Arrange the records as a two-column CSV with the columns instruction and response, one row per record, giving each record's text and its answer in one quoted field apiece with line breaks turned into spaces. Begin at the line that has "Our analyst would appreciate it if you could outline the cargo" and stop after the line that has "[487,724,537,778]".
======== Records to use ========
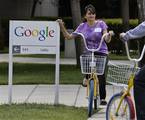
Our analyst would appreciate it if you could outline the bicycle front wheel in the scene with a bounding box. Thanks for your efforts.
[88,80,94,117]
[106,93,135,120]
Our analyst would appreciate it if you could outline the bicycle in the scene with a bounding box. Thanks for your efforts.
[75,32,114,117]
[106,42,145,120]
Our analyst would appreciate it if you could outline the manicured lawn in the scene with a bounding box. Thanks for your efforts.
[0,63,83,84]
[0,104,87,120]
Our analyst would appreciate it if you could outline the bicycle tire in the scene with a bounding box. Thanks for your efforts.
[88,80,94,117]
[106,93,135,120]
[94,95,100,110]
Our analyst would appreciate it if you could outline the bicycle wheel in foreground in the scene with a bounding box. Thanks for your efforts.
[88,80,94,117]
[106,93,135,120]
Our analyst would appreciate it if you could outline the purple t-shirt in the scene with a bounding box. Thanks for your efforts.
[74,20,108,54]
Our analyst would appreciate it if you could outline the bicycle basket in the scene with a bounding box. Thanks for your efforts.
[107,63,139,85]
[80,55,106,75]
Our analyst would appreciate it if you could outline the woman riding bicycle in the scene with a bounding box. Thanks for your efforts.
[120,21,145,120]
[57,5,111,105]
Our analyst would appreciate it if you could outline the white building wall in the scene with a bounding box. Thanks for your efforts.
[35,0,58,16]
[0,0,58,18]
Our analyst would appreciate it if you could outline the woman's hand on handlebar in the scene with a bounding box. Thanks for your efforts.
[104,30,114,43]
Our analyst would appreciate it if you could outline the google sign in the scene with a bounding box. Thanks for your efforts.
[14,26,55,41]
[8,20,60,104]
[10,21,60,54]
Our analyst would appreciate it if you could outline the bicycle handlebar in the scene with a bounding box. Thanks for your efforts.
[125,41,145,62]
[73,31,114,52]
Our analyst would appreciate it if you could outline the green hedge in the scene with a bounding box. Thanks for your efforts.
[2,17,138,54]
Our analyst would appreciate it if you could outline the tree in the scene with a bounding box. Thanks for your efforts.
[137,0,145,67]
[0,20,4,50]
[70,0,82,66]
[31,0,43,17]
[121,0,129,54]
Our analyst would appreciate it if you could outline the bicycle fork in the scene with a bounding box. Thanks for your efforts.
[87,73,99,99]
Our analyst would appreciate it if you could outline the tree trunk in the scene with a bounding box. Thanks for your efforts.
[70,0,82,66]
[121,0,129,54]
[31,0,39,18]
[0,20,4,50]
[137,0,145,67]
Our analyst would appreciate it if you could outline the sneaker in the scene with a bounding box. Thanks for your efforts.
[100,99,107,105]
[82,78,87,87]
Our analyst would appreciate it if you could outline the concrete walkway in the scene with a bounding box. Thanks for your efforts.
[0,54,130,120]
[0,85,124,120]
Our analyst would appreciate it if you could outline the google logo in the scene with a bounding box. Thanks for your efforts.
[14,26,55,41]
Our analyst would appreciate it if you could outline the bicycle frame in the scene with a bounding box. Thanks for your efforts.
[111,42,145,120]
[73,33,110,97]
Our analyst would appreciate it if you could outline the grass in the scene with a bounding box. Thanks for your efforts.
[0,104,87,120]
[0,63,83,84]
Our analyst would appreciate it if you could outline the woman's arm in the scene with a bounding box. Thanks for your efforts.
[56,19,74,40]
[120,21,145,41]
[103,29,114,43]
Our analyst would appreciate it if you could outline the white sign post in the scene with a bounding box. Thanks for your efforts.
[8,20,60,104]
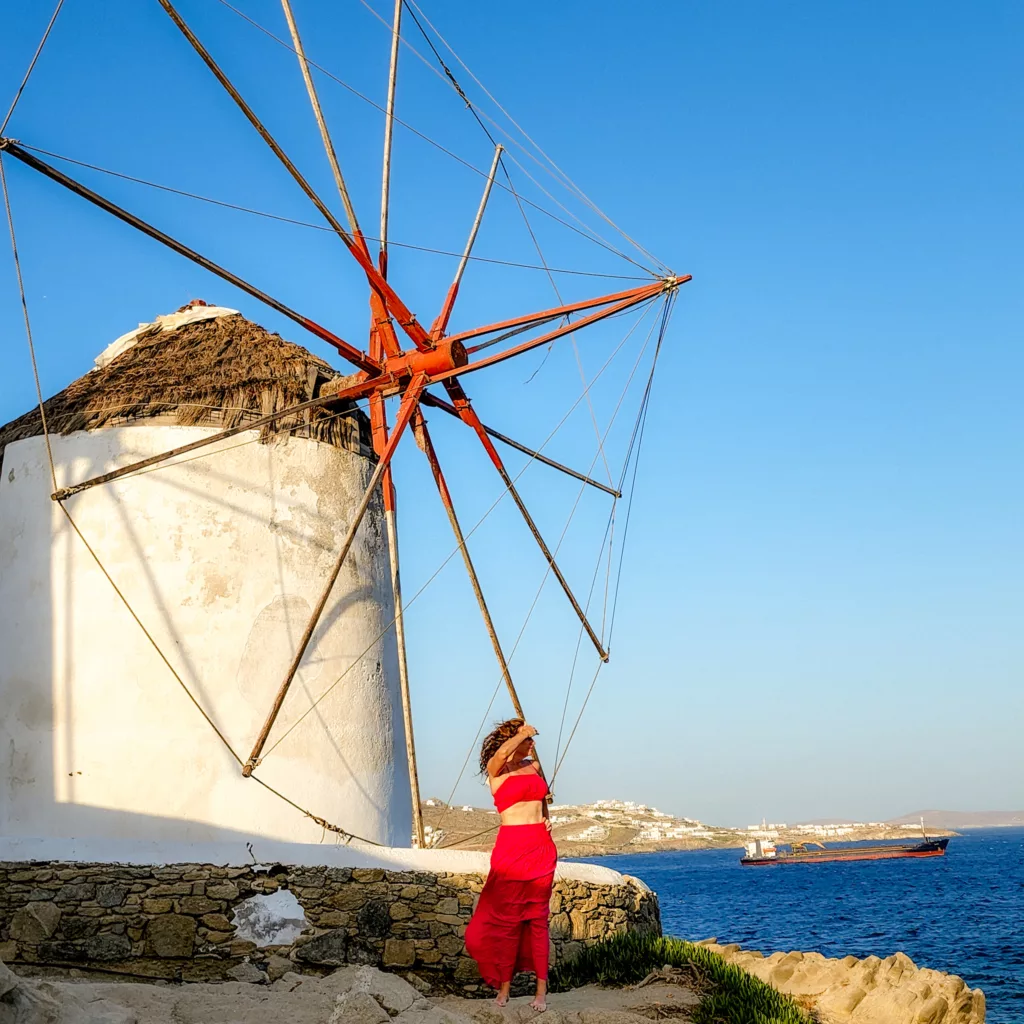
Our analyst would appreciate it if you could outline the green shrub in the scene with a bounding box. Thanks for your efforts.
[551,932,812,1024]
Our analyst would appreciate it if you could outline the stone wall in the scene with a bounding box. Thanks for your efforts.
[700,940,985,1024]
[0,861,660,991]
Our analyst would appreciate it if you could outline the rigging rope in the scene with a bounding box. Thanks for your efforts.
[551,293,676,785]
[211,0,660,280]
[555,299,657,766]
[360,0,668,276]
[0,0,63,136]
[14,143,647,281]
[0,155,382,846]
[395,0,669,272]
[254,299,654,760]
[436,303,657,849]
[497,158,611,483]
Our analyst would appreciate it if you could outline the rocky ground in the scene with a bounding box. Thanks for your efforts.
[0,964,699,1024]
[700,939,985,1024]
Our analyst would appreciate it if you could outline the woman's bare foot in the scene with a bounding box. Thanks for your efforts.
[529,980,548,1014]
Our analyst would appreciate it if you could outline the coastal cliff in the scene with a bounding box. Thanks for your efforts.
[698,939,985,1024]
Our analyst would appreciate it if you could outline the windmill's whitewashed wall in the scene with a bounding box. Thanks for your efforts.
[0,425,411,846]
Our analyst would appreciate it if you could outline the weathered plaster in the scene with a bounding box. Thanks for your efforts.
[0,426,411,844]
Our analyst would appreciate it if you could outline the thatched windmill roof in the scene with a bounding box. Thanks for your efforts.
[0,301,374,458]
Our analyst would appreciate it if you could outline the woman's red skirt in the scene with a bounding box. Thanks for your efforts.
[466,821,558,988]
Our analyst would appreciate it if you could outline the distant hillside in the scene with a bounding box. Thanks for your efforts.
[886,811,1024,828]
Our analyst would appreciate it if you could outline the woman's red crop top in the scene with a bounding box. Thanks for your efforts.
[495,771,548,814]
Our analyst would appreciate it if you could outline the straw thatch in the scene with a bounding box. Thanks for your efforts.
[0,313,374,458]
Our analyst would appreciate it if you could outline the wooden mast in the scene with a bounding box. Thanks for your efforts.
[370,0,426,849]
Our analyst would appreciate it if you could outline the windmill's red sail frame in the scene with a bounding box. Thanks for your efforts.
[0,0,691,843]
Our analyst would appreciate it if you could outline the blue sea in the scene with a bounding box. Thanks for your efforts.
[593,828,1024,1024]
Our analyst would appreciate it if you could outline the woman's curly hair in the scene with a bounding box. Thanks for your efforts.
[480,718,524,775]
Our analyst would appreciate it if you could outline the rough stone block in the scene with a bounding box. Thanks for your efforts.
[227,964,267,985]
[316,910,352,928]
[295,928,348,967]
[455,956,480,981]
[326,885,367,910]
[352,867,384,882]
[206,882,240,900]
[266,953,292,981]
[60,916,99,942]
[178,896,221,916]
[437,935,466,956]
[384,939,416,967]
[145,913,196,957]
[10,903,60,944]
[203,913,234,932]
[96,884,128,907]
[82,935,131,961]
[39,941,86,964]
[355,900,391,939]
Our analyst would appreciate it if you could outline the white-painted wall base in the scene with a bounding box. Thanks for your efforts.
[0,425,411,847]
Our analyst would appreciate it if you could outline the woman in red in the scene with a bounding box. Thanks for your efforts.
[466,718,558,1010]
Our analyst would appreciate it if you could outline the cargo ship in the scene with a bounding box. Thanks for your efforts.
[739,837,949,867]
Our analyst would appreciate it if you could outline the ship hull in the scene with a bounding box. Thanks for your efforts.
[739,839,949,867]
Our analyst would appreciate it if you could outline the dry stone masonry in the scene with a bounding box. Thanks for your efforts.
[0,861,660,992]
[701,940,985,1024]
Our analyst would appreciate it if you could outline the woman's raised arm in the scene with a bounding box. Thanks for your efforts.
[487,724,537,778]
========
======== Records to use ========
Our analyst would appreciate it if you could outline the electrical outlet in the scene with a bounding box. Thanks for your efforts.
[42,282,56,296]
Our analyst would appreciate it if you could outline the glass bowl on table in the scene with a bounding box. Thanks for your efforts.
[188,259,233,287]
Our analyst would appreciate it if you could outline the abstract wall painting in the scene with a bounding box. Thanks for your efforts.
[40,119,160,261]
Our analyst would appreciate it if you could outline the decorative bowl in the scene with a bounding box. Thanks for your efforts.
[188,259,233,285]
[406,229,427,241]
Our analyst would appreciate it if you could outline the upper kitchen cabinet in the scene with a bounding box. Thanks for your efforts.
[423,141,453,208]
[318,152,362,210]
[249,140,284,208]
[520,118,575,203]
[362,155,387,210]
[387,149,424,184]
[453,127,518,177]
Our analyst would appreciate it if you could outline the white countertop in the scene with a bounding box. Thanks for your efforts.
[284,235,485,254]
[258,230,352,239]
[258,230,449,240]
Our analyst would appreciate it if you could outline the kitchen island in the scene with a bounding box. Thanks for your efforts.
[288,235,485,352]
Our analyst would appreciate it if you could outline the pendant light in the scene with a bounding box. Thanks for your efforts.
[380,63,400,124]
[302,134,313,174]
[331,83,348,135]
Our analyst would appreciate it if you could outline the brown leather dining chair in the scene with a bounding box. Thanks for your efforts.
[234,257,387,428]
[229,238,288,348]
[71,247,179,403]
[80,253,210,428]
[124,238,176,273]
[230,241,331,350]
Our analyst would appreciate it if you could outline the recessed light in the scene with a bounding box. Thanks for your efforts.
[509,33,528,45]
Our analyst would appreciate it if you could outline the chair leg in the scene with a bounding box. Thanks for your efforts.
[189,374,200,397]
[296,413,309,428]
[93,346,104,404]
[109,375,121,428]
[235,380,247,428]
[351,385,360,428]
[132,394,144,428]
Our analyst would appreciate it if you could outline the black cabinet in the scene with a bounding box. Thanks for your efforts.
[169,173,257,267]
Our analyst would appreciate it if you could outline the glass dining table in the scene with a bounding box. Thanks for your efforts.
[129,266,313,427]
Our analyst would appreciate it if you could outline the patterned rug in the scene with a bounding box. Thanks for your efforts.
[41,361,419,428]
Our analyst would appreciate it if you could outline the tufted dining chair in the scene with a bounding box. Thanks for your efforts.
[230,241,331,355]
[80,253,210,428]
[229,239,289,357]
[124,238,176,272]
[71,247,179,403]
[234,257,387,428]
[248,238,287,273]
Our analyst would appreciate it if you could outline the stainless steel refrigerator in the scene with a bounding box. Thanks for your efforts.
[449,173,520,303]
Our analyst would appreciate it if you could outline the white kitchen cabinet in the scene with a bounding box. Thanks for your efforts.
========
======== Records to use ========
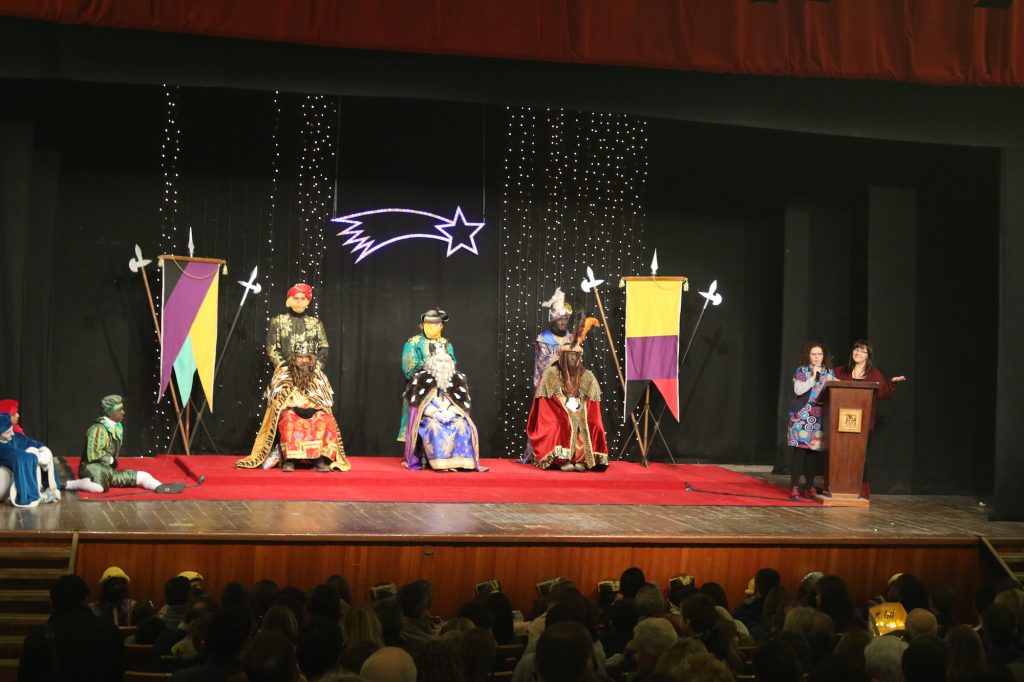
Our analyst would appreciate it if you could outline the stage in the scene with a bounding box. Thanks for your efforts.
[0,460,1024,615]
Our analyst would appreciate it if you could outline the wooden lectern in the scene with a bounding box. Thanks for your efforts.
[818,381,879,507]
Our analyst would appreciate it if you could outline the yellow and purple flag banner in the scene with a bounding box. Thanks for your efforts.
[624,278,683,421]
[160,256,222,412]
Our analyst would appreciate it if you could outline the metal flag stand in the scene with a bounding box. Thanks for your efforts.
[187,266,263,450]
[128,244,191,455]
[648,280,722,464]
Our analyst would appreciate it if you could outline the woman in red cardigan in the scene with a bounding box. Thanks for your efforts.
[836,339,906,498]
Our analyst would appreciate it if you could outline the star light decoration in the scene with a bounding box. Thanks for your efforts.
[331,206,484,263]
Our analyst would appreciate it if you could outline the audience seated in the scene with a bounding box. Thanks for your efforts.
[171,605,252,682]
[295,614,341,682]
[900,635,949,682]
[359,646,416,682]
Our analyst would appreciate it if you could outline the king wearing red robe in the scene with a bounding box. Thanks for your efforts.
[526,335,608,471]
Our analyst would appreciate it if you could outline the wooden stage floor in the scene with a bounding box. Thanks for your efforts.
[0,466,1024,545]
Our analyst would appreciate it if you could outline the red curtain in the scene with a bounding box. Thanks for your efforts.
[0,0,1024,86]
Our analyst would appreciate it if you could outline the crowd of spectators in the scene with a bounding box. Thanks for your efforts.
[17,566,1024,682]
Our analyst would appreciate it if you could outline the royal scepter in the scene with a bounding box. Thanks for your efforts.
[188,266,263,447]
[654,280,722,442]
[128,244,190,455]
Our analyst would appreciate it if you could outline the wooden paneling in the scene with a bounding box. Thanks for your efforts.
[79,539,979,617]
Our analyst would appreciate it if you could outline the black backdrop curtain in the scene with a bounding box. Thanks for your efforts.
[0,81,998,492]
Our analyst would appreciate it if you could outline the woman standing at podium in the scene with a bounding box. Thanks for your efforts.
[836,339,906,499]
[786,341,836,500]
========
— Complete response —
instruction,response
"Our analyst would appreciate it if you could outline the cargo ship in the scene with a bounding box. Thanks for your efforts.","[739,837,949,867]"
"Our analyst would appreciate it if you could outline the ship hull in the scene with a bounding box. Thanks for your efforts.","[739,839,949,867]"
"Our analyst would appreciate it if you could outline the dry stone masonry in the scene with a bounding box. Thanks for your efforts.","[0,861,660,992] [701,940,985,1024]"
"Our analyst would appreciate it if you could outline the woman's raised arm in the scene with a bounding box. Thanks for your efforts.","[487,724,537,778]"